(PASSAGE FOR REVIEW)
________

Reprinted from Eating Disorders Review
September/October 2003 Volume 13, Number 5
©2002 Gürze Books
As women with anorexia nervosa lose weight, presumably all parts of the body are affected. However, in a pilot study at Columbia University, researchers have learned that certain vital organs, including the brain, liver, and heart, seem to be protected during extreme weight loss.
As Dr. Laurel Mayer reported at the Academy for Eating Disorders annual meeting in Boston, total body magnetic resonance imaging scans of 6 women with anorexia nervosa hospitalized on the eating disorders unit at Columbia University and 10 healthy controls showed no significant differences in weight of vital organs between the two groups. Skeletal muscle, total fat, spleen and kidney mass were lower in low-weight patients versus normal-weight controls. No significant changes in brain, liver, of heart mass were noted after the anorexic women and controls regained weight.

________

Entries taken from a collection
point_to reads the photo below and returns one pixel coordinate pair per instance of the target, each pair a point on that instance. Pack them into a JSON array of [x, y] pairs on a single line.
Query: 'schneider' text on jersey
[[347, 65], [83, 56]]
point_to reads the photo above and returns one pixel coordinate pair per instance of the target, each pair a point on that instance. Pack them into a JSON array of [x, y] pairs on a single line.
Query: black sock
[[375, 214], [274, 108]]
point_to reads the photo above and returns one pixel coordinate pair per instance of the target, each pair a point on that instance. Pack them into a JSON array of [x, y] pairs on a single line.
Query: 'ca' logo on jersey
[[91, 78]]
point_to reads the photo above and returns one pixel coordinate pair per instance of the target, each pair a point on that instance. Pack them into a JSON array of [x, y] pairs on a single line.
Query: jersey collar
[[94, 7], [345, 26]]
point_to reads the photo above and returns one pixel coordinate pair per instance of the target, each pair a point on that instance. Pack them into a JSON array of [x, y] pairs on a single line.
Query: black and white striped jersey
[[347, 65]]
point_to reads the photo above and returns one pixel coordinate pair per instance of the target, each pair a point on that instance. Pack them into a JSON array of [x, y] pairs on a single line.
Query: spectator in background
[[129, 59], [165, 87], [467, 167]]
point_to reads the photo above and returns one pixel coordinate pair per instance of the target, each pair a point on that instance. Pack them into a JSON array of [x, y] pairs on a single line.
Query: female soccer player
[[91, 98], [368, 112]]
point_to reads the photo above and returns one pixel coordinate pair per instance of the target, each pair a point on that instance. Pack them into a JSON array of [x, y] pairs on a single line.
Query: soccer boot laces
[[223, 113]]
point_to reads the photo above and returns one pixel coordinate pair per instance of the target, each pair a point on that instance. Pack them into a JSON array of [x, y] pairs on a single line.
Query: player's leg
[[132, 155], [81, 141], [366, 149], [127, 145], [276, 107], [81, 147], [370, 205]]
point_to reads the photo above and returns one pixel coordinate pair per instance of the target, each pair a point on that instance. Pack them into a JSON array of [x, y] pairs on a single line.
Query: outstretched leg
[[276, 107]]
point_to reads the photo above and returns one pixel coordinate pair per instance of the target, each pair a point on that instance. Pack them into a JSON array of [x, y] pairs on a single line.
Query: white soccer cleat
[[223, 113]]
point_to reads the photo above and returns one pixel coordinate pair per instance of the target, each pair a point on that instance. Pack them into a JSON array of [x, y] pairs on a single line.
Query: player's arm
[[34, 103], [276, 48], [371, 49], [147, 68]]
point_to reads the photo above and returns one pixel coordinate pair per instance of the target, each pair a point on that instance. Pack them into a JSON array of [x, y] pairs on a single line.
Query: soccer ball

________

(ACTIVITY 1)
Pull out the part of the article on organ mass in anorexia that runs from "As Dr. Laurel" to "controls regained weight.", word for word.
(ACTIVITY 2)
Extend the article on organ mass in anorexia by writing what comes next after its final sentence.

(EXPECTED ANSWER 1)
As Dr. Laurel Mayer reported at the Academy for Eating Disorders annual meeting in Boston, total body magnetic resonance imaging scans of 6 women with anorexia nervosa hospitalized on the eating disorders unit at Columbia University and 10 healthy controls showed no significant differences in weight of vital organs between the two groups. Skeletal muscle, total fat, spleen and kidney mass were lower in low-weight patients versus normal-weight controls. No significant changes in brain, liver, of heart mass were noted after the anorexic women and controls regained weight.

(EXPECTED ANSWER 2)
Other studies have shown a very different pattern. For example, Deborah Katzman and colleagues found that brain mass was affected in adolescent anorexics (Semin Clin Neuropsychiatry 2001;6:146). White and gray matter changes and reversible brain atrophy have been reported among adolescents (Neuroradiology 2001;43:838). Further studies are needed to show whether adolescents may be more vulnerable to the effects of the disease or whether a different pattern of changes occurs in teens.